Text excerpt:
The American Civil Liberties Union (ACLU) and multiple other organizations filed amicus briefs, supporting Doe’s case and arguing that it’s time for the Feres doctrine to go.
Without comment from the Court’s majority, the Supreme Court declined to hear Doe’s case. As is the usual practice in a denial of certiorari, the Court did not release information indicating the breakdown of votes. Justice Thomas, however, penned a three-page dissent from the Court’s order.
Thomas argued that Doe should have been allowed to bring her case against the federal government, calling attention to the illogic of a rule that allows government contractors to sue for tort when government employees cannot. Although Congress had not specifically prohibited lawsuits like Doe’s in the FTCA, “70 years ago, this Court made the policy judgment that members of the military should not be able to sue for injuries incident to military service,” pointed out the justice.

Dataset:

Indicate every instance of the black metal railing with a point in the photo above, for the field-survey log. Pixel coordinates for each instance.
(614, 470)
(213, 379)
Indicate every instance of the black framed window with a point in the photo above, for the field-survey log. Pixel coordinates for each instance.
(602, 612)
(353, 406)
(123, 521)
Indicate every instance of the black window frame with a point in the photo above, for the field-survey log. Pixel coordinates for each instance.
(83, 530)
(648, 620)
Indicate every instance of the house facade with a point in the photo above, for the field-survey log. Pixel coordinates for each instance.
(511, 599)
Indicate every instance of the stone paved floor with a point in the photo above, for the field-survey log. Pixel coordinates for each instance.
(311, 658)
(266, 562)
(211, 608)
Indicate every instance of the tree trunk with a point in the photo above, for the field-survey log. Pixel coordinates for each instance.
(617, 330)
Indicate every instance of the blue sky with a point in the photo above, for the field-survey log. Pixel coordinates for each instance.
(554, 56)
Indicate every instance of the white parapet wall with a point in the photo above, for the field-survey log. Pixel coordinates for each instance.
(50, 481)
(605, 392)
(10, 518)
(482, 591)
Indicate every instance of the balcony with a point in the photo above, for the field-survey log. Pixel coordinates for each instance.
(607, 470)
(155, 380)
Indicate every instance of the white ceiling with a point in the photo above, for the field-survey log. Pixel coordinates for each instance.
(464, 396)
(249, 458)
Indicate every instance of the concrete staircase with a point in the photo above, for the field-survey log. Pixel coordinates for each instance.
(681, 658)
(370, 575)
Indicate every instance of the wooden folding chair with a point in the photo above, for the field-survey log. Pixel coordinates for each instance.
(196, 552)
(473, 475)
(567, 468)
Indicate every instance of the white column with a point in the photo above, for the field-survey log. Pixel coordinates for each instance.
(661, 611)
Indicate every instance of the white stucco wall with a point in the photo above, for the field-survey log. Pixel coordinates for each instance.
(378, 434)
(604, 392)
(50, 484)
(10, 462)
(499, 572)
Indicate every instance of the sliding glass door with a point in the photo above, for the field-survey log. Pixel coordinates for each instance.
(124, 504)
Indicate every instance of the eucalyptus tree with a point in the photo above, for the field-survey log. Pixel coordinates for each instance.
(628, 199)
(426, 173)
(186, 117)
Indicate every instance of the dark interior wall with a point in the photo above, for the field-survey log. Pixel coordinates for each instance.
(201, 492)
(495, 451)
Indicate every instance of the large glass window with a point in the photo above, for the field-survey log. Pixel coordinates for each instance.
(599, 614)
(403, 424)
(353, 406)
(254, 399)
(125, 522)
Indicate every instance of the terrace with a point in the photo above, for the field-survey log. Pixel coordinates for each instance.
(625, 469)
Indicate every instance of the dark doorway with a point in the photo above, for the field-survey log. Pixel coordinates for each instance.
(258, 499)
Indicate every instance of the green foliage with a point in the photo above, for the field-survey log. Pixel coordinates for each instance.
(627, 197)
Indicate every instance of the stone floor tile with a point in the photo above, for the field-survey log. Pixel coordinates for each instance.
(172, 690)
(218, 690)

Problem: Carry on the passage about Justice Thomas's dissent in Doe's Feres doctrine case, starting after its final sentence.

Task answer:
Calling a prohibition against lawsuits by military members an approach supported by “little justification,” Thomas bluntly wrote, “Feres was wrongly decided; and this case was wrongly decided as a result.”
In a pragmatic style of writing, Thomas provided multiple examples of how the Feres doctrine creates unfair results. “Under our precedent,” he explained, “if two Pentagon employees— one civilian and one a servicemember—are hit by a bus in the Pentagon parking lot and sue, it may be that only the civilian would have a chance to litigate his claim.” Thomas went on, saying the Feres doctrine is not only a bad rule, but also tends to be applied inconsistently.
“Feres apparently forecloses a claim for a servicemember’s injury while waterskiing because the recreational boat belonged to the military, but not for an injury while attending a rugby event caused by a servicemember’s negligent operation of an Army van,” Thomas wrote.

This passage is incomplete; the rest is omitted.